### Source
-------------------------

From: Jakub Kicinski <kuba@kernel.org>
To: longli@microsoft.com
Cc: Jakub Kicinski <kuba@kernel.org>,
kotaranov@microsoft.com, davem@davemloft.net, pabeni@redhat.com,
edumazet@google.com, andrew+netdev@lunn.ch, jgg@ziepe.ca,
leon@kernel.org, haiyangz@microsoft.com, kys@microsoft.com,
wei.liu@kernel.org, decui@microsoft.com,
shradhagupta@linux.microsoft.com, horms@kernel.org,
netdev@vger.kernel.org, linux-rdma@vger.kernel.org,
linux-hyperv@vger.kernel.org, linux-kernel@vger.kernel.org
Subject: Re: [PATCH net-next v7 1/6] net: mana: Create separate EQs for each vPort
Date: Mon, 11 May 2026 19:13:58 -0700 [thread overview]
Message-ID: <20260512021358.849780-1-kuba@kernel.org> (raw)
In-Reply-To: <20260507191237.438671-2-longli@microsoft.com>
This is an AI-generated review of your patch. The human sending this
email has considered the AI review valid, or at least plausible.
---
net: mana: Create separate EQs for each vPort
This change removes EQ sharing across vPorts and moves EQ ownership
from struct mana_context to struct mana_port_context. It exports
mana_create_eq() and mana_destroy_eq() so the MANA RDMA driver can
create EQs when a raw QP configures the vport, and also rearranges
mana_alloc_queues()/mana_dealloc_queues() to own the netdev-side
EQ lifecycle.
A few questions on the resulting ownership model below.
> diff --git a/drivers/infiniband/hw/mana/main.c b/drivers/infiniband/hw/mana/main.c
> index ac5e75dd3494..8000ab6e8beb 100644
> --- a/drivers/infiniband/hw/mana/main.c
> +++ b/drivers/infiniband/hw/mana/main.c
> @@ -20,8 +20,10 @@ void mana_ib_uncfg_vport(struct mana_ib_dev *dev, struct mana_ib_pd *pd,
> pd->vport_use_count--;
> WARN_ON(pd->vport_use_count < 0);
>
> - if (!pd->vport_use_count)

-------------------------

(Data extracted from a collection)
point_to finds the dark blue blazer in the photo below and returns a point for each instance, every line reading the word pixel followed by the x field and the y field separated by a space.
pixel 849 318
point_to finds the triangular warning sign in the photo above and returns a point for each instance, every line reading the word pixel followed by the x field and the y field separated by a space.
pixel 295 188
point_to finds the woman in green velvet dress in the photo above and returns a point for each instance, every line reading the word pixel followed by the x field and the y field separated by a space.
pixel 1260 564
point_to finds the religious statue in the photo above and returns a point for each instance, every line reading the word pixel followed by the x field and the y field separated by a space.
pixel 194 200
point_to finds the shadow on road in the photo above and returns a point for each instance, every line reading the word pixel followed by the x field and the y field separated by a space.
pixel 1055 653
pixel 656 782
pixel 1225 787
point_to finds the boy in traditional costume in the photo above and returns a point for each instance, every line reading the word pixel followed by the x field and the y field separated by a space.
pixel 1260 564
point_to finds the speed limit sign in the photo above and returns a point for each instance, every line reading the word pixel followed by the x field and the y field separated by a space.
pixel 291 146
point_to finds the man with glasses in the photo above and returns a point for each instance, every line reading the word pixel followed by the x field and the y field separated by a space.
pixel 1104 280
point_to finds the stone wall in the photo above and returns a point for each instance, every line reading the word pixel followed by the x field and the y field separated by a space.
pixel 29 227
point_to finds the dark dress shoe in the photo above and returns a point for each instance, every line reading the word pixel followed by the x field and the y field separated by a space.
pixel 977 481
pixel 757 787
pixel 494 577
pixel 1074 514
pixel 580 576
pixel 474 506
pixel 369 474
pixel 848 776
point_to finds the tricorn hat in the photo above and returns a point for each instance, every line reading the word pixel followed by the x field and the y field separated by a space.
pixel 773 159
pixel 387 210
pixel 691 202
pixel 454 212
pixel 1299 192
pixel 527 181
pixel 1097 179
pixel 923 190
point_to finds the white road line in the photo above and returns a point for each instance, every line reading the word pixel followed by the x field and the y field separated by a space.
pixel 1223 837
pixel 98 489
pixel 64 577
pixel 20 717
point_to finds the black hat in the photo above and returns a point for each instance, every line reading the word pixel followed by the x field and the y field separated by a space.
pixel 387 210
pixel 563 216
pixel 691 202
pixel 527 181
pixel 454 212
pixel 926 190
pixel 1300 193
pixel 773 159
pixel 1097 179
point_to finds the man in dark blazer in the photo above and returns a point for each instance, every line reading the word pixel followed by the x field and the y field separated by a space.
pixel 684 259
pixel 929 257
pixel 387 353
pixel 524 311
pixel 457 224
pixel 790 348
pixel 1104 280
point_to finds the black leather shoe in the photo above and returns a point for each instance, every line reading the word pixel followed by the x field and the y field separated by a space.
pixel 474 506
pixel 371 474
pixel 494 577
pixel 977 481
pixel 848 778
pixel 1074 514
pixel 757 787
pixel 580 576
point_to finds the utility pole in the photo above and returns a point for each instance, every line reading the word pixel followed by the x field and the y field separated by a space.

-------------------------

### Problem 1
Answer these from the email:
(a) Who sent it, and on what date?
(b) EQ ownership moves from struct mana_context to which struct?
(c) Which two functions does the change export?
### Problem 2
Reproduce the lines of the listing starting at the line containing "point_to finds the triangular" and ending at the line containing "pixel 194 200".
The email and the listing are unrelated material.

### Solution 1
(a) Jakub Kicinski, on Mon, 11 May 2026.
(b) struct mana_port_context.
(c) mana_create_eq() and mana_destroy_eq().

### Solution 2
point_to finds the triangular warning sign in the photo above and returns a point for each instance, every line reading the word pixel followed by the x field and the y field separated by a space.
pixel 295 188
point_to finds the woman in green velvet dress in the photo above and returns a point for each instance, every line reading the word pixel followed by the x field and the y field separated by a space.
pixel 1260 564
point_to finds the religious statue in the photo above and returns a point for each instance, every line reading the word pixel followed by the x field and the y field separated by a space.
pixel 194 200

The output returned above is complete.